* 問題と課題
a - 以下のコラムについて、次の問いに答えてください。
(i) 3年ほど前に閉店(廃業)したのは何ですか?
(ii) 筆者のモヤモヤがきれいになくなったのは、何を経験したからですか?
(iii) 三歳児神話とは、どのような考えとして挙げられていますか?
b - 以下のコラムのうち、「私たちを縛っているのは、古い価値観や固定概念です。」という語句を含む箇所から始め、「が残っていた時の申し訳なさ。」で終わる部分を、一字も変えずに書き出してください。

前回のコラムでは「LIFE SHIFT(ライフ・シフト)長寿化時代の人生戦略」のレビューとして、長寿化する100年ライフの生き方や働き方を考えてみました。
個人はより軸とオーナーシップをもって人生をサバイブする時代になると思いますし、そうした個人をあらゆる面で支えるのが家族でありパートナーだと思います。
ライフシフトで書かれているように、私たちを取り巻く環境は日々刻々と変化しています。従来の3ステージが崩壊することは想像に容易いものの、マルチステージ化についてはどこかピンと来ていなかったり。でも、みんな「今の当たり前」がいつまでも続かないことだけはよくわかっています。
夫と私が結婚した頃、週末によく通っていたレンタルビデオ店も3年ほど前に閉店 (廃業) し、サービスやニーズの変化はもちろん、職業の入れ替わりについても色々と考えさせられています。(私たちの子どもはもはやどんな未知なる職業に就くか想像できないのですから…)
私たちを縛っている固定概念
そんな時代の変革期のいま、私は多くの人が、過去と今の間で揺れ動き、生きにくさを感じているように思います。実は私自身もこの6年ほど、ずっとモヤモヤしたものを抱えていました。でも、出産し子育てを経験したことでそのモヤモヤがきれいになくなりました。
私たちを縛っているのは、古い価値観や固定概念です。
時代の変化とともに、過去の成功事例や価値観が見合わなくなってきて、それに気づいていいるのに「〜あるべき」という固定概念に囚われて身動きが取れなくなっている人のなんと多いことか。
長時間労働しかり、三歳児神話しかり、もはやこれらは神話でしかないのに。
なんか違う……と感じつつも、過去の世界観から抜け出せないのは本当に居心地が悪いものです。
(もちろん、過去のもの全てが時代遅れというつもりは毛頭ないのでそこは補足しておきますね)
- 男性は仕事、女性は家庭
- 子どもを1歳に満たない子どもを保育園に入れるのはかわいそう
- 子どもは3歳までは母親のもとで育てるべき(三歳児神話)
- 充実した仕事と十分な育児の両方を叶えたいというのはわがままなこと
- 残業するのは偉い、滅私奉公は素晴らしい
- 共働きの家庭の子どもはかわいそう
固定概念は、ときに選択や前向きな行動の足かせになります。
育休から復帰するママが、朝の保育園で泣き叫ぶ我が子と別れるときの胸の痛み。保育園にお迎えに行ったらポツンと我が子だけが残っていた時の申し訳なさ。
ネット上であれ、リアルであれ、「そうまでして働かなきゃいけないの?」と言われた言葉にどれだけのママが傷つき、悩んでいることか。

* 記録情報
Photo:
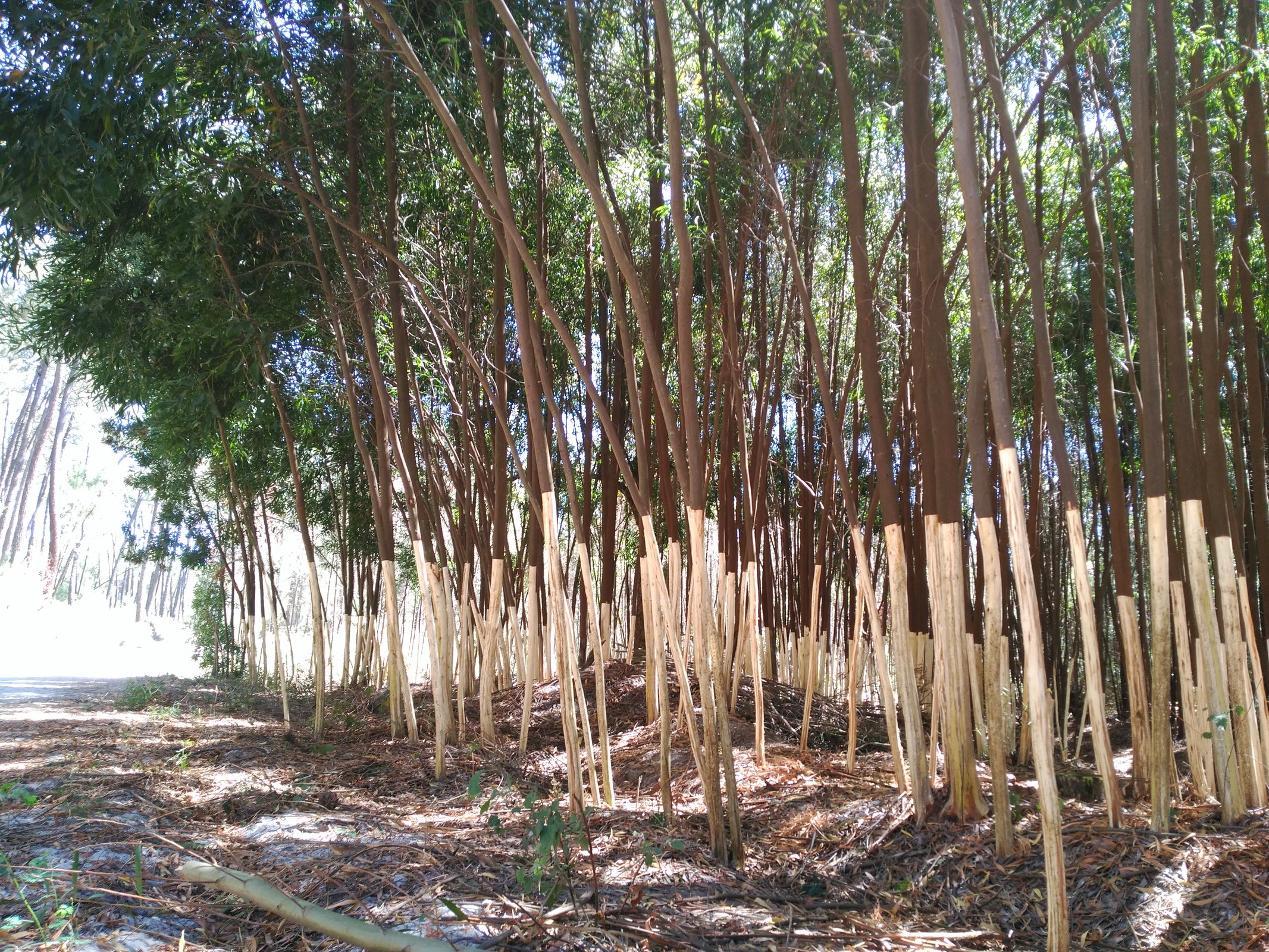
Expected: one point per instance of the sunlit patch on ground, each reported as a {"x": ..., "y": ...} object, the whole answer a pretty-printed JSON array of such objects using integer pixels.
[{"x": 361, "y": 824}]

* 本問の解答
a -
(i) 夫と私が結婚した頃、週末によく通っていたレンタルビデオ店
(ii) 出産し子育てを経験したこと
(iii) 子どもは3歳までは母親のもとで育てるべきという考え

b -
私たちを縛っているのは、古い価値観や固定概念です。
時代の変化とともに、過去の成功事例や価値観が見合わなくなってきて、それに気づいていいるのに「〜あるべき」という固定概念に囚われて身動きが取れなくなっている人のなんと多いことか。
長時間労働しかり、三歳児神話しかり、もはやこれらは神話でしかないのに。
なんか違う……と感じつつも、過去の世界観から抜け出せないのは本当に居心地が悪いものです。
(もちろん、過去のもの全てが時代遅れというつもりは毛頭ないのでそこは補足しておきますね)
- 男性は仕事、女性は家庭
- 子どもを1歳に満たない子どもを保育園に入れるのはかわいそう
- 子どもは3歳までは母親のもとで育てるべき(三歳児神話)
- 充実した仕事と十分な育児の両方を叶えたいというのはわがままなこと
- 残業するのは偉い、滅私奉公は素晴らしい
- 共働きの家庭の子どもはかわいそう
固定概念は、ときに選択や前向きな行動の足かせになります。
育休から復帰するママが、朝の保育園で泣き叫ぶ我が子と別れるときの胸の痛み。保育園にお迎えに行ったらポツンと我が子だけが残っていた時の申し訳なさ。